I agree completely with both above points.

>
> On grounding: As for being able to ground through enchanted marbles or
> similar drek, you can do that now, if you really want to, but keep the
> following things in mind:
>
> 1) Enchanted items generally have to be in contact with their user to be
> astrally active.

I would suggest that you require an individual employing a foci to link
his astral form to the foci in order to gain the benefits of the foci. I
believe this makes for good sense and for good gameplay and is entirely
justifiable when one considers that karma is 'expended' in bonding the
foci to the user. In game terms, an adept or magician employing an active
foci (or spell lock) regardless of its location or target would become
dual natured by virtue of his link to the active foci. I envision this
link as an astral cord spanning between the foci's astral presence and
the bonded user's astral presence. Hence, any attack against the foci or
cord would affect the user. Please note that the astral form of the
foci will always coincide in position with the physical form of the user
or the astral form of the user, thus making the cord length effectively
zero, unless the user is physically seperated from his active foci.

I believe the above suggestions (or something along thier line of
purpose) are necessary if the ability of an astral entity (think
grounded spell) to affect the physical world is restricted to the foci
itself (regardless of spell type, as indicated by the example Steve
outlines below in #3). If such a system is not employed, then there is
very little danger in using active foci, resulting, IMHO,in even
more abuse of spell locks and foci, in general.

> 2)Enchanting takes time and karma

> 3) Under the revised Spell Targeting system I propose you need two
qualities
> to target a spell: line of sight and astral symmetry. So your chummer
tosses
> your enchanted marble into a room full of mundanes and toss a powerball
at
> it. You're astral projecting. The marble is astrally active and you can
see
> it, so it's a valid target. The powerball slams into it. You can also
see
> (assense) the people in the room, but they are NOT valid targets, so you
> cannot target them. Net effect: a marble flys into the room, hits the
floor
> and goes "PIFT!" turning into dust and everybody wonders what the point
of it
> was.

> Ah, but what about a damaging manipulation spell you say? Since DMs
ground
> out at the location of the caster's physical body and are then projected
> towards the target, they can't be cast while astral projecting. You have
to
> be in your physical body to channel the effects of the spell. Still no
> effect.

GIVEN DATA:
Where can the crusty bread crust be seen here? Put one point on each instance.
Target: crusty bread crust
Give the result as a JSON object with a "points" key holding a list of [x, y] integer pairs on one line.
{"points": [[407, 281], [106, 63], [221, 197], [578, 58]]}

TASKS FOR THIS EXERCISE:
1. In the magic-rules post, what two qualities does the revised Spell Targeting system require to target a spell?
2. Duplicate the part of the magic-rules post from "I believe the" to "foci, in general.".
3. List the numbered points in the magic-rules post's quoted list of things to keep in mind about grounding.

ANSWERS TO THE TASKS:
1. Line of sight and astral symmetry.

2.
I believe the above suggestions (or something along thier line of
purpose) are necessary if the ability of an astral entity (think
grounded spell) to affect the physical world is restricted to the foci
itself (regardless of spell type, as indicated by the example Steve
outlines below in #3). If such a system is not employed, then there is
very little danger in using active foci, resulting, IMHO,in even
more abuse of spell locks and foci, in general.

3.
1) Enchanted items generally have to be in contact with their user to be astrally active.
2) Enchanting takes time and karma.
3) Under the revised Spell Targeting system, a spell needs two qualities to be targeted: line of sight and astral symmetry.